• [Activity]
All of the data is to be repeated verbatim.

• [Task data]
****************

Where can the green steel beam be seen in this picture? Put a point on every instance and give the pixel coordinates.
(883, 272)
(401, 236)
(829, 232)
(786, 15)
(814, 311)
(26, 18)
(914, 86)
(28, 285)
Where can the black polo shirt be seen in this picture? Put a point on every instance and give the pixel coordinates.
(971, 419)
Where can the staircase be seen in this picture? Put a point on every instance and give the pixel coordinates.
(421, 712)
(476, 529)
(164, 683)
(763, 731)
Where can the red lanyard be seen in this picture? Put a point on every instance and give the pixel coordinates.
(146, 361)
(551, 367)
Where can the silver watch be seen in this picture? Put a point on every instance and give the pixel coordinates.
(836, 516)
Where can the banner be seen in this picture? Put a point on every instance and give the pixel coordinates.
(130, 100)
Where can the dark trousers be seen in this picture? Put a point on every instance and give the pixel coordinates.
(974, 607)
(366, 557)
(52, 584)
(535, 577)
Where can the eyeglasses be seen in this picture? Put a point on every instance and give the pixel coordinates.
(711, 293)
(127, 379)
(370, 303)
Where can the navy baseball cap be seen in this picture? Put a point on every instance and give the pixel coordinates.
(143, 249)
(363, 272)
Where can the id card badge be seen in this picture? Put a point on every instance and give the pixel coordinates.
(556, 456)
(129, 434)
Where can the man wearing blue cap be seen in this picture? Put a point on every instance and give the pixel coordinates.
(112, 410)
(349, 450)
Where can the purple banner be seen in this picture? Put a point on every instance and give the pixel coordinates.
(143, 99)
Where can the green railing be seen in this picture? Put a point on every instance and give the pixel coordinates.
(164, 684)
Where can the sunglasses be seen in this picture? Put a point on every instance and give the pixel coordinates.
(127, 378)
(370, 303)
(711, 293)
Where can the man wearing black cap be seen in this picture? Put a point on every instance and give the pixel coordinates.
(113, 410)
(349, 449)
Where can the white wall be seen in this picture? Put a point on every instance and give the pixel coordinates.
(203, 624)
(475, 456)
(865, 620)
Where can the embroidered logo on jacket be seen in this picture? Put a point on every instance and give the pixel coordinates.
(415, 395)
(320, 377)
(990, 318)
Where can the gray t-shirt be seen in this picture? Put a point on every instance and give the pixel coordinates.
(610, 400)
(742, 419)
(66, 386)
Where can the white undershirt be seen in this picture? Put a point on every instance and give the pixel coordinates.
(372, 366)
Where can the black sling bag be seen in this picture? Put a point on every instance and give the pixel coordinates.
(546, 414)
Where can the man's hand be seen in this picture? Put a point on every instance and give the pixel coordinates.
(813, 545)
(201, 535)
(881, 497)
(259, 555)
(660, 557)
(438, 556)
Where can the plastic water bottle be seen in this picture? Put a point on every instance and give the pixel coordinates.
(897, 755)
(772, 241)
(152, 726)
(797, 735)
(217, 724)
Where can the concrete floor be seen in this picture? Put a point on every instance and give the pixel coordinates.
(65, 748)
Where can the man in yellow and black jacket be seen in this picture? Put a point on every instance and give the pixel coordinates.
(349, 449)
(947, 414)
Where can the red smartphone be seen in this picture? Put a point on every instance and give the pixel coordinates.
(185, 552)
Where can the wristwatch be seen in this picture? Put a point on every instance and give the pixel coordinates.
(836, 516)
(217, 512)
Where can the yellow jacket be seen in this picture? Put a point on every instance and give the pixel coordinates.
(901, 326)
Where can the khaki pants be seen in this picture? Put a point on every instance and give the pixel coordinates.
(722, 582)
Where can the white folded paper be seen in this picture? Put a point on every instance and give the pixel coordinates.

****************

• [Result below]
Where can the green steel beam be seen in this picture? Put a point on every instance and give the pixel coordinates.
(883, 272)
(401, 236)
(829, 232)
(786, 15)
(814, 311)
(26, 18)
(914, 86)
(28, 285)
Where can the black polo shirt be seen in this picture? Put a point on every instance and give the pixel coordinates.
(971, 419)
Where can the staircase be seen in this picture? Put a point on every instance and give the pixel coordinates.
(421, 712)
(476, 529)
(164, 683)
(763, 731)
Where can the red lanyard be seen in this picture? Put a point on every instance and give the pixel coordinates.
(146, 361)
(551, 367)
Where can the silver watch be seen in this picture? Put a point on every instance and give the pixel coordinates.
(836, 516)
Where can the banner be seen in this picture? Put a point on every instance and give the pixel coordinates.
(130, 100)
Where can the dark trousers be seen in this picture? Put a point on every instance and give the pixel coordinates.
(974, 607)
(366, 557)
(52, 584)
(535, 577)
Where can the eyeglasses be seen in this picture? Put a point on every instance and give the pixel coordinates.
(711, 293)
(127, 379)
(370, 303)
Where can the navy baseball cap be seen in this picture? Put a point on every instance and give the pixel coordinates.
(143, 249)
(363, 272)
Where can the id card badge be seen in this picture? Put a point on every instance and give the pixel coordinates.
(556, 456)
(129, 434)
Where can the man wearing blue cap be seen in this picture? Put a point on every instance and give the pixel coordinates.
(112, 410)
(349, 450)
Where can the purple banner be seen in this picture? Put a point on every instance and give the pixel coordinates.
(143, 99)
Where can the green railing be seen in this picture? Put a point on every instance and give the pixel coordinates.
(164, 684)
Where can the sunglasses be seen in this picture? Put a point on every instance and give the pixel coordinates.
(127, 378)
(370, 303)
(711, 293)
Where can the man wearing black cap be seen in this picture? Put a point on every instance and give the pixel coordinates.
(113, 410)
(349, 449)
Where can the white wall be seen in this picture? Put a point on every instance and give the pixel coordinates.
(203, 624)
(475, 456)
(865, 620)
Where can the embroidered logo on jacket be seen in this picture? Put a point on every instance and give the pixel coordinates.
(415, 395)
(320, 377)
(990, 318)
Where can the gray t-shirt be seen in this picture? Put a point on every instance and give the pixel coordinates.
(610, 400)
(742, 419)
(66, 386)
Where can the white undershirt be seen in this picture? Put a point on every instance and give the pixel coordinates.
(372, 366)
Where can the black sling bag be seen in this picture? Put a point on every instance and give the pixel coordinates.
(546, 414)
Where can the man's hand be seen in this picture? Put a point on every instance and give the pixel coordinates.
(813, 545)
(201, 535)
(881, 497)
(259, 555)
(660, 557)
(438, 556)
Where can the plastic water bottle be seen in this picture? Put a point on every instance and give the pixel coordinates.
(897, 755)
(772, 241)
(152, 726)
(797, 735)
(217, 724)
Where can the concrete floor be seen in this picture? Put a point on every instance and give the pixel coordinates.
(65, 748)
Where can the man in yellow and black jacket be seen in this picture? Put a point on every instance and give the pixel coordinates.
(349, 449)
(947, 414)
Where can the red smartphone be seen in this picture? Put a point on every instance and give the pixel coordinates.
(185, 552)
Where can the wristwatch be seen in this picture? Put a point on every instance and give the pixel coordinates.
(836, 516)
(217, 512)
Where can the yellow jacket be seen in this picture? Put a point on every instance and give the pixel coordinates.
(901, 326)
Where can the khaki pants be seen in this picture? Put a point on every instance and give the pixel coordinates.
(722, 582)
Where can the white folded paper be seen in this picture? Put a point on every instance and give the pixel coordinates.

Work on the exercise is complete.